Отрывок:
Даланга я запомнил надолго. Как и женщину с хорошим знанием английского языка. Эта ночь в Бандунге вывела меня на новый уровень понимания и ощущения происходящего. До сих пор я не мог полностью отрицать важность того, что мы делаем в Индонезии, мои реакции отражали мои эмоции, и я обычно успокаивал себя тем, что обращался к разуму, историческим примерам и биологическому императиву. Я оправдывал наши действия жизненой необходимостью, убеждая себя в том, что Эйнар, Чарли и остальные поступают так, просто заботясь о своих семьях.

Мои же дискуссии с молодыми индонезийцами, однако, вынудили меня посмотреть на другой аспект проблемы. Их глазами я увидел, что эгоизм во внешней политике не идет на пользу будущим поколениям. Он близорук, подобно годовым отчетам корпораций и стратегиям политических лидеров, формирующих эту внешнюю поитику.

Как оказалось, данные, которые мне были нужны, требовали частых визитов в Джакарту. Я воспользовался этим временем, чтобы хорошо обдумать все это и сделать записи в своем дневнике. Я блуждал по улицам города, подавая нищим, и пытался вовлечь в разговор прокаженных, проституток и уличных мальчишек.

Тем временем, я обдумывал природу иностранной помощи, и пытался понять каким наилучшим образом развитые страны могли бы помочь облегчить нищету и страдание в странах третьего мира. Я спросил себя, когда иностранная помощь является подлинной и когда продиктована лишь жадностью и корыстью. Я задумался, является ли подобная помощь всегда альтруистической. Я был уверен, что страны, подобные моей собственной, должны принять все меры для помощи больным и голодающим всего мира, и я был точно так же уверен, что очень редко – если вообще когда либо – это было главным мотивом для нашего вмешательства.

Я все время возвращался к главному вопросу: если целью иностранной помощи является империализм, правильно ли это? Я часто завидовал людям, подобным Чарли, которые настолько верили в нашу систему, что полагали необходимым насаждать ее во всем остальном мире. Я сомневался, позволит ли недостаток ресурсов жить всему миру по образцу Соединенных Штатов, при том, что даже в самих Соединенных Штатах миллионы людей живут очень бедно. К тому же мне было далеко не очевидно, что все люди в других странах хотят жить, как мы. Наша собствення статистика насилия, депрессий, употребления наркотиков, разводов и преступлений показывала, что хотя наше общество и относится к самым богатым в истории, оно, пожалуй, еще и одно из наименее счастливых. Почему же мы хотим, тобы другие нам подражали?

Возможно, Клодин предупреждала меня об этом. Я больше не был уверен, что в точности понял то, что она хотела сказать мне. В любом случае, интеллектуальные игры остались позади, и время моей невинности прошло. Я написал в своем дневнике:

Невиновен ли кто либо в США? Хотя находящие на вершине экономической пирамиды получают практически все, миллионы из нас тоже прямо или косвенно извлекают для своего существования средства от эксплуатации стран третьего мира. Ресурсы и дешевая рабочая сила, которые питают нашу коммерцию, прибывают из стран, подобных Индонезии, и лишь крохи возвращаются назад. Иностранные кредиты гарантируют, что сегодняшние дети и их внуки этих стран останутся заложниками ситуации. Они должны позволить нашим корпорациям разорять природные ресурсы своих стран и отодвинуть образование, здравоохранение и социальное обеспечение на задний план в пользу выплат долгов нам. Тот факт, что наши собственные компании уже получили большинство этих денег за строительство электростанций, аэропортов и технопарков, не влияет на положение вещей. Делает ли невиновными большинство американцев то, что они ничего об этом не знают? Неинформированными или дезинформированными – да, но невиновными?

Задания:
• A. Перескажите короче, в виде списка, абзац отрывка, начинающийся словами «Тем временем, я обдумывал природу иностранной помощи», сохранив его основные факты.
• B. Продолжите отрывок об Индонезии и иностранной помощи, начав сразу после его последнего предложения.

Строки из набора данных для указания точек:
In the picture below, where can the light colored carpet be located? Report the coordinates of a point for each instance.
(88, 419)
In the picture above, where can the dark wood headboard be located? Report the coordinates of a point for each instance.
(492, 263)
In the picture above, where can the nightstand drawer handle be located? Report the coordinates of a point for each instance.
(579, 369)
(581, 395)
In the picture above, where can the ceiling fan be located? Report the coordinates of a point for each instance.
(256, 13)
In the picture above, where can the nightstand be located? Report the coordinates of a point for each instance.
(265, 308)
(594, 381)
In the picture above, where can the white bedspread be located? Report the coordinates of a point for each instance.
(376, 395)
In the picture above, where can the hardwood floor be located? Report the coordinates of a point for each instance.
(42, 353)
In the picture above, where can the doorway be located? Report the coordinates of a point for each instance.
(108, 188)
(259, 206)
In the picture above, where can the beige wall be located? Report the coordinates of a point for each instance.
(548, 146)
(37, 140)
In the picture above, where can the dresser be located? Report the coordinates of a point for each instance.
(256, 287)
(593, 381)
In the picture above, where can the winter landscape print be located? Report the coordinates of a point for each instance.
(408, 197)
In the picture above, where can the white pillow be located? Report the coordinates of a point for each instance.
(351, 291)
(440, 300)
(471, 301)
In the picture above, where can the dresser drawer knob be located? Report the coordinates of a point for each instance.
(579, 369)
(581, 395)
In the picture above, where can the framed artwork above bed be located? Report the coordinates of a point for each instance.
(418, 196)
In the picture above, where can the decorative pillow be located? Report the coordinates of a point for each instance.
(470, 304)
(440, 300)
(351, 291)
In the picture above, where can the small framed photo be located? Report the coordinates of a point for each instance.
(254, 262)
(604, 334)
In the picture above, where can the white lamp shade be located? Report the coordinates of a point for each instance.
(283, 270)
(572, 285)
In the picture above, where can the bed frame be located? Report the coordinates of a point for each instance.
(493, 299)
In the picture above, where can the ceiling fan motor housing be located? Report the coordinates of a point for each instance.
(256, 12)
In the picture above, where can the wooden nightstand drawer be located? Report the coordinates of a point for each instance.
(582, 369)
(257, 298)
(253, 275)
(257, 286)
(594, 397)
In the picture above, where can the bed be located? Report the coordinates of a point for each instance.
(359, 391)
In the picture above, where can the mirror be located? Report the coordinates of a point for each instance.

Ответы:
• A.
- Размышления о природе иностранной помощи и о том, как развитые страны могли бы лучше всего облегчить нищету и страдания в странах третьего мира.
- Вопрос о том, когда такая помощь подлинна, а когда продиктована лишь жадностью и корыстью.
- Сомнение в том, всегда ли подобная помощь альтруистична.
- Уверенность в том, что страны, подобные своей, должны делать все для помощи больным и голодающим всего мира.
- Столь же твердая уверенность в том, что это очень редко, если вообще когда-либо, было главным мотивом для вмешательства.

• B.
Конечно, я понимал, что сейчас меня надо причислить к активным дезинформаторам.

Призрак войны за веру тревожил меня, и чем дальше я вглядывался в него, тем более вероятной мне казалась эта война. Мне казалось лишь, что этот джихад случится не столько в виде войны мусльман с христианами, сколько в виде войны стран третьего мира, возможно с мусульманами во главе, против развитых стран. Мы в развитых странах являемся потребителями ресурсов, а страны третьего мира – их поставщиками. Это – колониальная система, созданная для того, чтобы страны, обладающие мощью и силой, но испытывающие недостаток ресурсов, эксплуатировали страны, владеюшие ресурсами, но слишком слабые, чтобы защитить себя.

У меня не было с собой книги Тойнби, но я знал, что история гласит, что поставщики ресурсов, которых достаточно долго эксплуатируют, непременно восстают. Достаточно было вспомнить Американскую революцию и Тома Пэйна. Я припомнил, что Великобритания оправдывала свои налоги военной защитой колоний от французов и индейцев. Колонисты имели на этот вопрос совершенно другую точку зрения.

То, что Пэйн предложил соотечественникам в своем блестящем «Здравом смысле» было той душой, о которой говорили мои молодые индонезийские друзья, – идеей, верой в правосудие высшей власти, религией свободы и равенства, диаметрально противоположной британской монархии и ее элитарной классовой системе. То, что предлагали мусульмане. было очень похоже: вера в высшую силу и уверенность в том, что ни одна страна в мире ни имеет права эксплуатировать другие страны. Подобно колонистам минитменам, мусульмане угрожали борьбой за свои права, а мы, подобно британцам 1770 х называли это терроризмом. Казалось, история повторяется.

Я спрашивал себя, в каком мире довелось бы нам жить, если бы Соединенные Штаты и их союзники обратили все деньги, потраченные на колониальные войны, подобные вьетнамской, на борьбу с мировым голодом, на распространение образования и основ здравоохранения, доступных для всех, включая наших собственных граждан. Я спрашивал себя, как отразилось бы на будущих поколениях то, что мы предприняли бы для устранения причин неблагополучия, для защиты водных бассейнов, лесов и других природных богатств, которые обеспечивают чистый воздух, воду и прочее, что питает наш дух и наше тело. Я не думаю, что Отцы Основатели предполагали право на жизнь и свободу исключительным для одних американцев, так почему же мы теперь воплощаем те стратегии и империалистические ценности, против которых они сражались?

В мою последнюю ночь в Индонезии я внезапно проснулся, сел в кровати и включил свет. Я почувствовал, что кто то еще находится в комнате со мной. Я посмотрел вокруг на обстановку номера в «Интерконтиненталь Индонезия», на мебель, шелковые гобелены и кукол марионеток в рамках на стенах. Затем я снова заснул и увидел сон.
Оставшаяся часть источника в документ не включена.